TAREAS DEL EJERCICIO>
a) Transcriba del fragmento el tramo que va desde "Hay cierta similitud" hasta "a sus políticas.".
b) Responda brevemente, según el fragmento:
(i) En el juego de la gallina, ¿qué sucede si ninguno de los competidores cede?
(ii) ¿En qué fecha se dio el mensaje a la nación de Vizcarra que se menciona?
(iii) ¿Qué reforma fue planteada bajo cuestión de confianza?

FRAGMENTO>
+ + + + +
El Legislativo redobló hasta el final su apuesta, confiado (¿esperanzado?) en que el Ejecutivo daría marcha atrás para evitar el desastre común. Se equivocó.
En el juego de la gallina (game of chicken), dos competidores conducen sus vehículos en rumbo de colisión. Para que uno gane, el otro tiene que desviar su recorrido y evitar así el impacto. Ganar se determina en función a quién cede y quién no: el primero queda como “valiente” y el segundo como “cobarde”. Y claro, si ninguno cede, hay choque y ambos pierden.
Hay cierta similitud entre el pulso Ejecutivo-Legislativo y el juego de la gallina. En realidad, desde el 2016, el Congreso (o mejor dicho, la mayoría parlamentaria) siempre ha elevado el nivel de confrontación, con la seguridad de que el Gobierno cedería para evitar el siniestro. Con Kuczynksi, la estrategia era espléndida; afanado por mantener el status quo, PPK se rendía tan pronto el lance comenzaba (PPK solo respondió cuando el enfrentamiento puso en juego su propia supervivencia).
Con Vizcarra, el Congreso decidió mantener su “estilo” pese a que fuese un riesgo considerar que el sucesor iba a ser igual al antecesor. Desde el inicio de su mandato —recordemos el mensaje a la nación del 28 de julio de 2018—, Vizcarra no parecía tener temor a la confrontación que pudiera surgir por la discrepancia del Legislativo en cuanto a sus políticas.
Pero si el Ejecutivo demostraba estar dispuesto a confrontar, la mayoría parlamentaria dejaba en claro que estaba dispuesta a todo. Al Parlamento —parafraseando al excongresista Becerril— nadie lo iba a amedrentar. Es así que, por ejemplo, el Congreso alteró la reforma de bicameralidad parlamentaria, al punto de que el propio Ejecutivo tuvo que pedir a la ciudadanía que vote en contra de la misma en el referéndum del 9 de diciembre pasado.
Y el punto cumbre del desafío del Legislativo al Ejecutivo se alcanzó con la desnaturalización de la reforma sobre inmunidad parlamentaria, reforma que fue planteada bajo cuestión de confianza. Para un Congreso al borde de una aprobación menor al 10% y ya con una cuestión de confianza previa denegada, resultaba temerario arriesgar su propia permanencia solo para demostrar quién pasaba por encima de quién.
Esa temeridad, sin embargo, sí es propia del juego de la gallina. Cada parte confía en que el buen juicio de la otra evite el siniestro. El Congreso esperaba que, como siempre, el Ejecutivo se desvíe del rumbo de colisión y salve los muebles de ambos.
+ + + + +
LISTA DE DATOS>
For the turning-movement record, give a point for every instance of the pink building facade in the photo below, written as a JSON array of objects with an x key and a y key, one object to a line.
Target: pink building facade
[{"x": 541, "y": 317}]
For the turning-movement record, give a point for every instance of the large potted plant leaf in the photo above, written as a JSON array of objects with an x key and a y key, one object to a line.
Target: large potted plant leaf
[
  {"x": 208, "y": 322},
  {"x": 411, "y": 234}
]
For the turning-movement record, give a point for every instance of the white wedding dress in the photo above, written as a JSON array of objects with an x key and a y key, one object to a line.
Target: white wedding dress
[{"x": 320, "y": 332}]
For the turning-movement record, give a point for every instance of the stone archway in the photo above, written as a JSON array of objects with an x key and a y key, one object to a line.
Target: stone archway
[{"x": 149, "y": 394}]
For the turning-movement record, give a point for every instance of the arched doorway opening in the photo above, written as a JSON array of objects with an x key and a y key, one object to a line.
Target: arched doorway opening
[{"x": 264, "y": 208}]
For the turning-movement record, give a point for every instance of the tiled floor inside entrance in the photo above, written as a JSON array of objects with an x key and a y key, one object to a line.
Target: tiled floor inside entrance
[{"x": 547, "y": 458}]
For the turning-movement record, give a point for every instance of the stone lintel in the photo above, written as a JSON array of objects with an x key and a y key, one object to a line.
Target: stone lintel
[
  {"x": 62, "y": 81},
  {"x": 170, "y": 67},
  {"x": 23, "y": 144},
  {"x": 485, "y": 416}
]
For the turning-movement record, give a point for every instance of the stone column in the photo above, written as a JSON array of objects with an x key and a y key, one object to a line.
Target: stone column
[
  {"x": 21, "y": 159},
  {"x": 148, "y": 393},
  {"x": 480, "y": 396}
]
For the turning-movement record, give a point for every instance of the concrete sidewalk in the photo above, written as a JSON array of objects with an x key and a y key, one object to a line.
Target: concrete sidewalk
+ + + + +
RESPUESTAS POR TAREA>
a)
Hay cierta similitud entre el pulso Ejecutivo-Legislativo y el juego de la gallina. En realidad, desde el 2016, el Congreso (o mejor dicho, la mayoría parlamentaria) siempre ha elevado el nivel de confrontación, con la seguridad de que el Gobierno cedería para evitar el siniestro. Con Kuczynksi, la estrategia era espléndida; afanado por mantener el status quo, PPK se rendía tan pronto el lance comenzaba (PPK solo respondió cuando el enfrentamiento puso en juego su propia supervivencia).
Con Vizcarra, el Congreso decidió mantener su “estilo” pese a que fuese un riesgo considerar que el sucesor iba a ser igual al antecesor. Desde el inicio de su mandato —recordemos el mensaje a la nación del 28 de julio de 2018—, Vizcarra no parecía tener temor a la confrontación que pudiera surgir por la discrepancia del Legislativo en cuanto a sus políticas.

b)
(i) Hay choque y ambos pierden.
(ii) El 28 de julio de 2018.
(iii) La reforma sobre inmunidad parlamentaria.